## Data
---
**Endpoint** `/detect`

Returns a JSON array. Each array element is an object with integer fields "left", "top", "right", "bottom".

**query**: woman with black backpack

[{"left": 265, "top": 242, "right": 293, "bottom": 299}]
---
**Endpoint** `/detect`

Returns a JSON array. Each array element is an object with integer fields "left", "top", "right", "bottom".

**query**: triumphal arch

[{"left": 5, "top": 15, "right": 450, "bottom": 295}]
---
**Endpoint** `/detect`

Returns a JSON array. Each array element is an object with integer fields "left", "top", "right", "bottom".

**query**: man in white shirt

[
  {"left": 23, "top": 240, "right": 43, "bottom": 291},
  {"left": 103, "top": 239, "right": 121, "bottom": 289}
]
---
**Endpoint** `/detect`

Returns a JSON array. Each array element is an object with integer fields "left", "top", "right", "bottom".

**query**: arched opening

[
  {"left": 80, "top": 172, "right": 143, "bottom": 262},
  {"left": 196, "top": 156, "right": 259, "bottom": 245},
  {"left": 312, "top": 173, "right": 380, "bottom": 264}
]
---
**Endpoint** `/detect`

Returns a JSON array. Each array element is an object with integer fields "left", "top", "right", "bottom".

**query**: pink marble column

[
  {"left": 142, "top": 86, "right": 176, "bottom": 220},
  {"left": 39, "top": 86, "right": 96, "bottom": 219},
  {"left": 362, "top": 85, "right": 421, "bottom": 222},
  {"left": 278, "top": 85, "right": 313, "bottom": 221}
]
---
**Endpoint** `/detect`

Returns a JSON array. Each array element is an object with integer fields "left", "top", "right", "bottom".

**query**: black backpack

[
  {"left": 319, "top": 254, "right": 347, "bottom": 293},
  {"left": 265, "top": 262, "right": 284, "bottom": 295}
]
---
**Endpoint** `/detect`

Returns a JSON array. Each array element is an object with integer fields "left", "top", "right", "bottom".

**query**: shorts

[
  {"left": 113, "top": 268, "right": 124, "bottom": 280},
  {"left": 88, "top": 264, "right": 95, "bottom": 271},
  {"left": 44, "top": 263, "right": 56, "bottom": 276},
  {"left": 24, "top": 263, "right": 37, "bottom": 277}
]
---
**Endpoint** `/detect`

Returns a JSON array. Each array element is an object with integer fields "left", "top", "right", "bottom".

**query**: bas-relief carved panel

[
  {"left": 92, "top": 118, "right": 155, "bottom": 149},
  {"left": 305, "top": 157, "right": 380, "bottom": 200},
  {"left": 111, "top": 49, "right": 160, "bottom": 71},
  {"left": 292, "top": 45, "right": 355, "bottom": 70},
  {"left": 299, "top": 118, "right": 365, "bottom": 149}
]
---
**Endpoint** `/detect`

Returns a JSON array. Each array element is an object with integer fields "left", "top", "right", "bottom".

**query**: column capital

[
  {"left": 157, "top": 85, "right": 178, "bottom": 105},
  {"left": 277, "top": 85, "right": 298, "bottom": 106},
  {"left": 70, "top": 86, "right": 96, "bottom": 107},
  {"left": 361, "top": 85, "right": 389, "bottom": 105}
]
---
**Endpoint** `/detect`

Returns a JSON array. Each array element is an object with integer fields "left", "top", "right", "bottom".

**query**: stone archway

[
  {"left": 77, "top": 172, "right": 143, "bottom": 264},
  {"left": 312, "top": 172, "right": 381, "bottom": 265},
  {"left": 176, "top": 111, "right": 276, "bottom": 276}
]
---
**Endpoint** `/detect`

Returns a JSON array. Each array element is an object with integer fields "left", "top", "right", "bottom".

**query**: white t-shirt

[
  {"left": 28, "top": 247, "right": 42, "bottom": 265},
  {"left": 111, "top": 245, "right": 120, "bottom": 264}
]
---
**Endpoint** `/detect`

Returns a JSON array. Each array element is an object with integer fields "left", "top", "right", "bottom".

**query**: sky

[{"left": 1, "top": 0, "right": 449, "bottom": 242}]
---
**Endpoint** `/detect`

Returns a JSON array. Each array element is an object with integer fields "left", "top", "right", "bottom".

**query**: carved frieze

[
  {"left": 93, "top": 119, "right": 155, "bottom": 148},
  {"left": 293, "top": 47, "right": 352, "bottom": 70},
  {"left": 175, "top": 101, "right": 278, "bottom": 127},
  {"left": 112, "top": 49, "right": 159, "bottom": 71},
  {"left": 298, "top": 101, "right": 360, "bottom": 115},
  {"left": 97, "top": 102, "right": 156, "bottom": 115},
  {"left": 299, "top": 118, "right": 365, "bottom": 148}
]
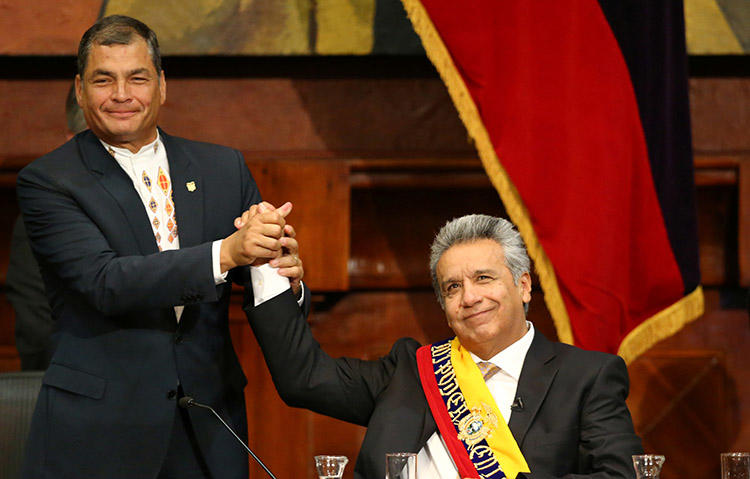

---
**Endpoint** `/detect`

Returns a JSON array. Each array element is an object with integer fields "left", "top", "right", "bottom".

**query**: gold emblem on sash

[{"left": 456, "top": 402, "right": 498, "bottom": 446}]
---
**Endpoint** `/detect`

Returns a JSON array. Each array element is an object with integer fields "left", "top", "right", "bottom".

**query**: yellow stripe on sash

[{"left": 450, "top": 338, "right": 530, "bottom": 479}]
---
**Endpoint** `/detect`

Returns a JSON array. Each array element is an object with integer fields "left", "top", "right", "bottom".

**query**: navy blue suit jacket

[
  {"left": 248, "top": 292, "right": 643, "bottom": 479},
  {"left": 17, "top": 129, "right": 276, "bottom": 478}
]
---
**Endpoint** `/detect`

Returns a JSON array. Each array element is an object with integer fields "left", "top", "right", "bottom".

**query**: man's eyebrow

[
  {"left": 89, "top": 68, "right": 152, "bottom": 77},
  {"left": 90, "top": 69, "right": 114, "bottom": 77},
  {"left": 440, "top": 277, "right": 460, "bottom": 288},
  {"left": 440, "top": 268, "right": 500, "bottom": 287},
  {"left": 128, "top": 68, "right": 151, "bottom": 76},
  {"left": 474, "top": 269, "right": 497, "bottom": 276}
]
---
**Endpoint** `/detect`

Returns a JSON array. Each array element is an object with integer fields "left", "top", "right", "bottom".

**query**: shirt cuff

[
  {"left": 296, "top": 281, "right": 305, "bottom": 307},
  {"left": 212, "top": 240, "right": 228, "bottom": 285},
  {"left": 250, "top": 263, "right": 291, "bottom": 306}
]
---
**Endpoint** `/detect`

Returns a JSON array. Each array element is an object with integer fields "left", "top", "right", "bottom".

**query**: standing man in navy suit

[{"left": 17, "top": 15, "right": 305, "bottom": 479}]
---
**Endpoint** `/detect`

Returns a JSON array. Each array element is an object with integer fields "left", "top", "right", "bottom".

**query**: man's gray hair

[
  {"left": 77, "top": 15, "right": 161, "bottom": 77},
  {"left": 429, "top": 214, "right": 531, "bottom": 308}
]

## Work instruction
Please repeat every record above exactly, leaving the pictures out.

## Response to the task
---
**Endpoint** `/detect`

Returns a JSON array. Each array element is an object with integer fields "left", "top", "right", "bottom".

**query**: woman with black backpack

[{"left": 265, "top": 242, "right": 293, "bottom": 299}]
---
**Endpoint** `/detect`

Returns a JSON array. Each array element is an object with integer fields "left", "top", "right", "bottom".

**query**: triumphal arch

[{"left": 5, "top": 15, "right": 450, "bottom": 295}]
---
**Endpoint** `/detect`

Returns a JSON array. Each array element is an object with integer fields "left", "top", "right", "bottom".

**query**: man in white shirt

[
  {"left": 23, "top": 240, "right": 43, "bottom": 291},
  {"left": 103, "top": 239, "right": 121, "bottom": 289}
]
---
**Endpoint** `/detect`

Returns a JSON array. Each array element is an object with integer fields "left", "top", "right", "bottom".

**query**: arched opening

[
  {"left": 80, "top": 172, "right": 143, "bottom": 262},
  {"left": 196, "top": 156, "right": 259, "bottom": 245},
  {"left": 312, "top": 173, "right": 380, "bottom": 264}
]
---
**Endpoint** `/detect`

Returns a JSON array. Each array element is an object with integer fields "left", "top", "right", "bottom".

**query**: pink marble column

[
  {"left": 142, "top": 86, "right": 176, "bottom": 220},
  {"left": 39, "top": 86, "right": 96, "bottom": 219},
  {"left": 362, "top": 85, "right": 421, "bottom": 222},
  {"left": 278, "top": 85, "right": 313, "bottom": 221}
]
---
**Endpoint** `/detect`

Returns a JSON array. Each array element is an object with integer fields "left", "top", "right", "bottom".

**query**: black backpack

[
  {"left": 319, "top": 254, "right": 347, "bottom": 293},
  {"left": 265, "top": 262, "right": 284, "bottom": 295}
]
---
**Endpoint** `/detect`

Returns a JSON array. Each array element is an object with integer fields "left", "top", "right", "bottom".

**query**: shorts

[
  {"left": 113, "top": 268, "right": 124, "bottom": 280},
  {"left": 88, "top": 264, "right": 95, "bottom": 271},
  {"left": 44, "top": 263, "right": 56, "bottom": 276},
  {"left": 24, "top": 263, "right": 37, "bottom": 277}
]
---
**Endpoint** `/detect`

Returns a JSON array. Each array element is an object with integer fields "left", "top", "right", "bottom".

**query**: bas-relief carved panel

[
  {"left": 92, "top": 118, "right": 155, "bottom": 149},
  {"left": 305, "top": 157, "right": 380, "bottom": 200},
  {"left": 111, "top": 49, "right": 160, "bottom": 71},
  {"left": 292, "top": 45, "right": 355, "bottom": 70},
  {"left": 299, "top": 118, "right": 365, "bottom": 149}
]
---
**Endpoint** `/detect`

Returns a JSON array. Each array element is an object with integer fields "left", "top", "right", "bottom".

**query**: column capital

[
  {"left": 157, "top": 85, "right": 178, "bottom": 105},
  {"left": 277, "top": 85, "right": 298, "bottom": 106},
  {"left": 70, "top": 86, "right": 96, "bottom": 107},
  {"left": 361, "top": 85, "right": 389, "bottom": 105}
]
---
**Endpoint** `/detect`

Returns a JSON array. Each array element is an object with integer fields "left", "top", "right", "bottom".

**query**: stone archway

[
  {"left": 77, "top": 172, "right": 143, "bottom": 264},
  {"left": 312, "top": 172, "right": 381, "bottom": 265},
  {"left": 176, "top": 111, "right": 276, "bottom": 276}
]
---
**Endpoint** `/detect`

Returns a JSON array. Each array element is an object with integer fields "left", "top", "right", "bottom".

**query**: white t-shirt

[
  {"left": 28, "top": 247, "right": 42, "bottom": 265},
  {"left": 111, "top": 245, "right": 120, "bottom": 264}
]
---
**Endpoint** `/detect`

Returns a JSON array. Each array element is an object with integer fields "left", "top", "right", "bottom".

**query**: sky

[{"left": 1, "top": 0, "right": 449, "bottom": 242}]
---
**Endpoint** `/detect`

Returns a JSON array. Each array element is an object with integer fields "left", "top", "right", "bottom".

**query**: carved frieze

[
  {"left": 93, "top": 119, "right": 155, "bottom": 148},
  {"left": 293, "top": 47, "right": 352, "bottom": 70},
  {"left": 175, "top": 101, "right": 278, "bottom": 127},
  {"left": 112, "top": 49, "right": 159, "bottom": 71},
  {"left": 298, "top": 101, "right": 360, "bottom": 115},
  {"left": 97, "top": 102, "right": 156, "bottom": 115},
  {"left": 299, "top": 118, "right": 365, "bottom": 148}
]

---
**Endpoint** `/detect`

Returns a JSON array. Each array element is an object with integer fields "left", "top", "right", "bottom".

**query**: gold emblem on sash

[{"left": 456, "top": 402, "right": 498, "bottom": 446}]
---
**Endpoint** `/detect`

Returns a JSON array. Each array element is an object with integer fields "left", "top", "right", "bottom".

**query**: yellow stripe on sash

[{"left": 450, "top": 338, "right": 530, "bottom": 479}]
---
**Endpoint** `/detect`

Returns a JSON array. Each array element is an object with integer fields "left", "top", "right", "bottom".

**query**: navy blue suit jacket

[
  {"left": 248, "top": 292, "right": 643, "bottom": 479},
  {"left": 17, "top": 129, "right": 276, "bottom": 478}
]
---
**Endpoint** `/detect`

Returns a JSON array. Each array element is an object with integer fields "left", "top", "right", "bottom".

**query**: man's eyebrow

[
  {"left": 89, "top": 68, "right": 152, "bottom": 77},
  {"left": 90, "top": 69, "right": 114, "bottom": 77},
  {"left": 440, "top": 277, "right": 460, "bottom": 288},
  {"left": 440, "top": 268, "right": 500, "bottom": 287},
  {"left": 128, "top": 68, "right": 151, "bottom": 76},
  {"left": 474, "top": 269, "right": 497, "bottom": 276}
]
---
**Endpoint** `/detect`

Returns a JSON array. Each array element is an object with integer fields "left", "top", "right", "bottom".

**query**: shirt cuff

[
  {"left": 296, "top": 281, "right": 305, "bottom": 307},
  {"left": 212, "top": 240, "right": 228, "bottom": 285},
  {"left": 250, "top": 263, "right": 291, "bottom": 306}
]
---
**Endpoint** `/detect`

Returns a JSON array. Each array element is an object with integer fields "left", "top", "right", "bottom".

**query**: standing man in navy suit

[{"left": 17, "top": 15, "right": 305, "bottom": 479}]
---
**Endpoint** `/detect`

Returns a JSON array. Each array element is an object with integer fields "left", "top", "right", "bottom".

**query**: man's gray hair

[
  {"left": 77, "top": 15, "right": 161, "bottom": 77},
  {"left": 429, "top": 214, "right": 531, "bottom": 308}
]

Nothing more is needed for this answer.